▶ **DOCUMENT EXTRACT**
Monday, January 28, 2013

The Queen of Versailles: Finding Humans Beneath the Money


A photo-shoot: David Siegel, seventy-four, lounges comfortably on an ornate throne with gold naked baby angels and ornate swirls and scrolls. Jackie Siegel, his busty forty-three-year-old wife, perches on his lap, his hand holding her forearm, her fingers lightly gripping his thigh, her bare foot rubbing against his sleek dress shoes. The scene ends with Jackie’s premonitory words: “My husband, when I got married to him, all I wanted was love from him, and he always said, ‘Trust me,’ and I put my trust into him. So if, so…we’ll see what happens.” Yes, we sure will.

This introductory scene to director Lauren Greenfield’s documentary, “The Queen of Versailles,” sets up the conflicting emotions that arise throughout the film. It first associates self-prescribed royalty to the Siegel family, while Jackie’s final comment warns how billionaire time-share mogul David Siegel eventually fails. The soft, enchanting piano music playing throughout the posh scene adds a feeling of monarchal power.

People enjoy watching powerful people fail. Just as we had a strange fascination when Brittney Spears broke down and shaved her head, seeing David’s company fall apart after the 2008 recession and watching the cocky, self-aggrandizing man struggle brings a strange joy and satisfaction.

Instead of feeling solely satisfaction at the gradual demise, however, Greenfield also creates pity for the dysfunctional family. Greenfield juxtaposes certain images and scenes to create doubt over what is right and what constitutes normal. One scene, for example, shows the family seated around the dinner table for their father’s birthday, David on his cell and disconnected. Immediately after however, you see David’s 90,000 square-foot dream-house falling apart and desolate, and you pity him as he watches his dream crumble.

By the end of the film you can’t decide what to feel. You are sick of the children because of their lack of respect and responsibility, yet you pity them because they must deal with a disconnected and ungrateful father. You hate narcissistic David for disrespecting his family, yet you pity him for watching helplessly as his lifelong work and dreams fail. You are infuriated with Jackie because of her vanity and inability to stand up to David, yet you pity her because she loves a husband who doesn't love her back.

▶ **SET EXERCISE 1**
In the review of "The Queen of Versailles," rewrite the passage between "This introductory scene" and "joy and satisfaction.", inclusive, swapping "time-share mogul" for "real estate developer".

▶ **GIVEN DATA**

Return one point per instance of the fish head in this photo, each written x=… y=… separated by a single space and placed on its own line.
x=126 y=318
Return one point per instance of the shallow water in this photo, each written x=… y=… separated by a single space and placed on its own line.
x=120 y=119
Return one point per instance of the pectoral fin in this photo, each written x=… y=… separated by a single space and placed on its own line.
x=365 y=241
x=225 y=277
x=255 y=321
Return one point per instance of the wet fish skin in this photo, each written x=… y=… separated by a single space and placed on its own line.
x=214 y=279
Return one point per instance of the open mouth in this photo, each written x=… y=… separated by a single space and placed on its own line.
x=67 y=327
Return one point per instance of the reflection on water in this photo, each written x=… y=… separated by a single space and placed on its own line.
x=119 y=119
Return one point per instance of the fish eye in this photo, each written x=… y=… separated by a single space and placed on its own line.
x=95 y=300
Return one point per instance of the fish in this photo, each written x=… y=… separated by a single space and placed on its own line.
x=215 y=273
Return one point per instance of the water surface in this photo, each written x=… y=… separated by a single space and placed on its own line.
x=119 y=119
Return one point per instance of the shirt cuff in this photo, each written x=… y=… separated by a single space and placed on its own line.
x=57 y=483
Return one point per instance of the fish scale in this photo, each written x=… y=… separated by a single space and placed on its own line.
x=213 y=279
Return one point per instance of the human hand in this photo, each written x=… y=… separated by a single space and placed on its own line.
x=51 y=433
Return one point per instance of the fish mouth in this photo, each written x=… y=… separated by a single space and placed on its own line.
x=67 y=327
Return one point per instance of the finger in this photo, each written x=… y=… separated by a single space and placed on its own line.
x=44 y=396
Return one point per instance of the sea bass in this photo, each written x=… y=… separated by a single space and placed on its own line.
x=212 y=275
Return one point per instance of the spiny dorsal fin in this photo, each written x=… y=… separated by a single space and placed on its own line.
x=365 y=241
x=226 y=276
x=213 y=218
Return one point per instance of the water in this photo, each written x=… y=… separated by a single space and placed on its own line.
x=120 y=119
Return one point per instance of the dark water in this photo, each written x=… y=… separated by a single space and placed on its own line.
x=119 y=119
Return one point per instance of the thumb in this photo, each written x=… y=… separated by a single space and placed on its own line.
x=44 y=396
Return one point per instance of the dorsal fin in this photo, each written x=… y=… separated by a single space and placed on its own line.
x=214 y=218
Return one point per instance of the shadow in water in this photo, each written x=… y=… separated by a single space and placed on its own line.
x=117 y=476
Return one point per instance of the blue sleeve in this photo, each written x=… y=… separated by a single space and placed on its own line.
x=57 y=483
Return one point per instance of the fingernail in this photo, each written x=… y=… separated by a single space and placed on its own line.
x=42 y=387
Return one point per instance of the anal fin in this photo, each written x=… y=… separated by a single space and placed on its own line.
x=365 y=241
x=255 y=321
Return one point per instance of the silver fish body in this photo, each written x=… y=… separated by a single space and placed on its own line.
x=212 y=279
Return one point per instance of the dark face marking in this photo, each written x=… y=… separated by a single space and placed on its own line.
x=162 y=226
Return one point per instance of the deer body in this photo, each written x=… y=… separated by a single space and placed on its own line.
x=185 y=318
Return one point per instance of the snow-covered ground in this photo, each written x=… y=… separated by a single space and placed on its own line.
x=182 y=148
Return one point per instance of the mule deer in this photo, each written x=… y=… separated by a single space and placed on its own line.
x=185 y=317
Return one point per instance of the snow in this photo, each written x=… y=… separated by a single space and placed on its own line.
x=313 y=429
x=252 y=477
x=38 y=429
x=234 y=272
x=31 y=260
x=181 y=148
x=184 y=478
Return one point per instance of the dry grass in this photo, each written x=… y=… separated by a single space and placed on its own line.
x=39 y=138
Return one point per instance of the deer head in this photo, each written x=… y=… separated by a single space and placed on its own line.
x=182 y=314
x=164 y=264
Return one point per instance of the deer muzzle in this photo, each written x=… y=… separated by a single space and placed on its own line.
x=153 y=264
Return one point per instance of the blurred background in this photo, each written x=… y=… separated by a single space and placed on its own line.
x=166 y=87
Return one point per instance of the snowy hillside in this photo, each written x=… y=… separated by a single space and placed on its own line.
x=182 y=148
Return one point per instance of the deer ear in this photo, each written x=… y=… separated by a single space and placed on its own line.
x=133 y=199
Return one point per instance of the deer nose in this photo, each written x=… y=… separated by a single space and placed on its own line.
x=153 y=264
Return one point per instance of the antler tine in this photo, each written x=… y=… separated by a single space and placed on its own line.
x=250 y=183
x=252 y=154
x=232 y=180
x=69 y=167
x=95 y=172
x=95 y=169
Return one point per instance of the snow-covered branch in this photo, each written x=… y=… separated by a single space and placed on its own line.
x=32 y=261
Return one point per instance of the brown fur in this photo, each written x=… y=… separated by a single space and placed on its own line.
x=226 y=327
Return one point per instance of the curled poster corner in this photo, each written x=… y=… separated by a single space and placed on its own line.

==

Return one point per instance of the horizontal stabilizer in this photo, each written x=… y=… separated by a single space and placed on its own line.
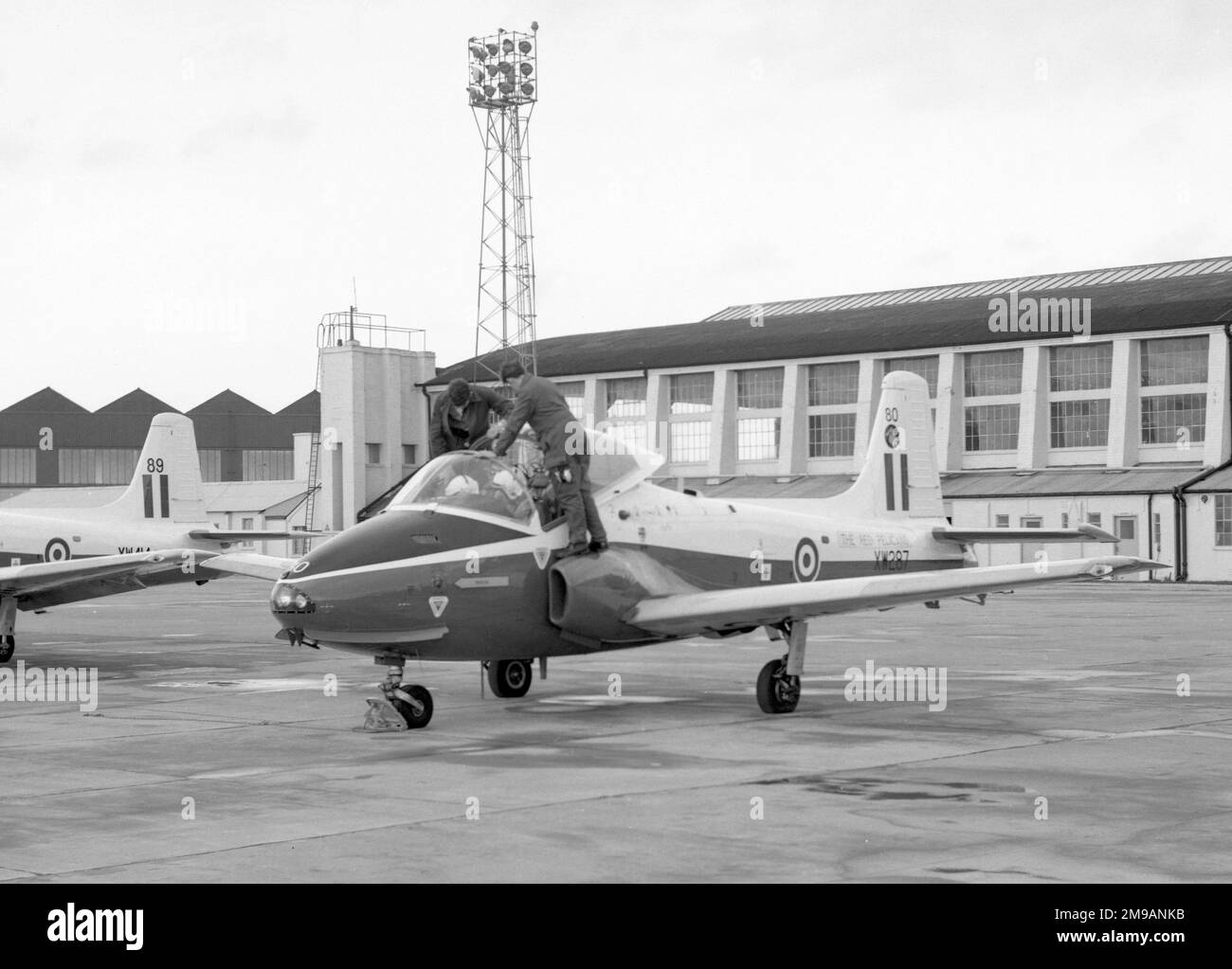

▶ **SET EXERCISE 2**
Rescale the records between the lines holding "Return one point per instance of the snow-covered ground" and "x=184 y=478", inclusive: copy every line, requests included, but multiply each x and y coordinate in the answers by 0.65 and round to the nearest whole number, with halves rounded up. Return only those lines.

▶ **TASK ANSWER 1**
This introductory scene to director Lauren Greenfield’s documentary, “The Queen of Versailles,” sets up the conflicting emotions that arise throughout the film. It first associates self-prescribed royalty to the Siegel family, while Jackie’s final comment warns how billionaire real estate developer David Siegel eventually fails. The soft, enchanting piano music playing throughout the posh scene adds a feeling of monarchal power.

People enjoy watching powerful people fail. Just as we had a strange fascination when Brittney Spears broke down and shaved her head, seeing David’s company fall apart after the 2008 recession and watching the cocky, self-aggrandizing man struggle brings a strange joy and satisfaction.

▶ **TASK ANSWER 2**
Return one point per instance of the snow-covered ground in this photo, each written x=… y=… separated by a single space and placed on its own line.
x=118 y=96
Return one point per instance of the mule deer in this photo, each written x=… y=… separated by a single space and placed on its own line.
x=120 y=206
Return one point per instance of the snow in this photo, each written x=… y=… separated by a single space and placed on its own line.
x=203 y=279
x=164 y=310
x=25 y=279
x=152 y=177
x=20 y=169
x=118 y=96
x=120 y=311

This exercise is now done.